(Stored dataset items)
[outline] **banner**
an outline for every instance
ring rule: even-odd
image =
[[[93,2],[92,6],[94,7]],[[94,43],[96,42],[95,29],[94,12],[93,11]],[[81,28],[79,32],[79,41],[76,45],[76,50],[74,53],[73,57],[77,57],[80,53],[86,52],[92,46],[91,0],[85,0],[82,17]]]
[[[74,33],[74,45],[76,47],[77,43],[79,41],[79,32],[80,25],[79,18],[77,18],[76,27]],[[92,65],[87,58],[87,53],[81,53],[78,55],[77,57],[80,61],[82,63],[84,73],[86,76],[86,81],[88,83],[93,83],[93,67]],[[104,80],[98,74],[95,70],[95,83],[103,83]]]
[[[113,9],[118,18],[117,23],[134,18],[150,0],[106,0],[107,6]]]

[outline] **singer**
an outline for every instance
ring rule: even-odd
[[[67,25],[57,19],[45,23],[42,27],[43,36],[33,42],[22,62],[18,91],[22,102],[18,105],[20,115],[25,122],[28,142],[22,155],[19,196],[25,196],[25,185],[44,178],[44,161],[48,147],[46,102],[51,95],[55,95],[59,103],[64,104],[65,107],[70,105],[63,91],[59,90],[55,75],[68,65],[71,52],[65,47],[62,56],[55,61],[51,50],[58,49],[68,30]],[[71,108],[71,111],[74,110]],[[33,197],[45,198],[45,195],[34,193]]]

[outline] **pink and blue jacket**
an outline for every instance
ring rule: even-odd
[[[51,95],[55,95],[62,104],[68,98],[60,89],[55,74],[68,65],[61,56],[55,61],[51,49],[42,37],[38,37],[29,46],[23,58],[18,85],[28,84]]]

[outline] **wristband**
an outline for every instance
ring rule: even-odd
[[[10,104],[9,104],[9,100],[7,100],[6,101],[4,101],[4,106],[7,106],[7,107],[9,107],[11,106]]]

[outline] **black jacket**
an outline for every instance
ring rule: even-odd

◆ Request:
Repeat all of the records above line for line, with no changes.

◆ Exercise response:
[outline] **banner**
an outline for every instance
ring rule: even-odd
image =
[[[93,2],[92,6],[94,7]],[[94,43],[96,42],[95,29],[94,12],[93,11]],[[81,28],[79,32],[79,41],[76,45],[76,50],[74,53],[73,57],[77,57],[80,53],[86,52],[92,46],[91,0],[85,0],[82,17]]]
[[[74,33],[74,45],[76,47],[77,43],[79,41],[79,32],[80,25],[79,18],[77,18],[76,27]],[[92,65],[87,58],[87,53],[81,53],[78,55],[77,57],[80,61],[82,63],[84,73],[86,76],[86,81],[88,83],[93,83],[93,67]],[[104,80],[98,74],[95,70],[95,83],[103,83]]]
[[[113,9],[118,18],[117,23],[134,18],[150,0],[106,0],[107,6]]]

[outline] **singer**
an outline for every instance
ring rule: even-odd
[[[67,25],[57,19],[45,23],[42,27],[43,36],[33,42],[22,62],[18,91],[22,102],[18,105],[20,115],[25,122],[28,142],[22,155],[19,196],[25,196],[25,185],[44,178],[44,161],[48,147],[46,102],[51,95],[55,95],[59,103],[64,104],[65,107],[70,105],[63,91],[59,90],[55,75],[68,65],[71,52],[65,47],[62,56],[55,61],[51,50],[58,49],[68,30]],[[71,108],[71,111],[74,110]],[[33,197],[45,198],[45,195],[34,193]]]

[outline] **pink and blue jacket**
an outline for every instance
ring rule: even-odd
[[[51,95],[55,95],[62,104],[68,98],[60,89],[55,74],[68,65],[61,56],[55,61],[51,49],[42,37],[38,37],[29,46],[23,58],[18,85],[28,84]]]

[outline] **wristband**
an outline for every instance
ring rule: even-odd
[[[10,104],[9,104],[9,100],[7,100],[6,101],[4,101],[4,106],[7,106],[7,107],[9,107],[11,106]]]

[outline] **black jacket**
an outline for every instance
ring rule: even-odd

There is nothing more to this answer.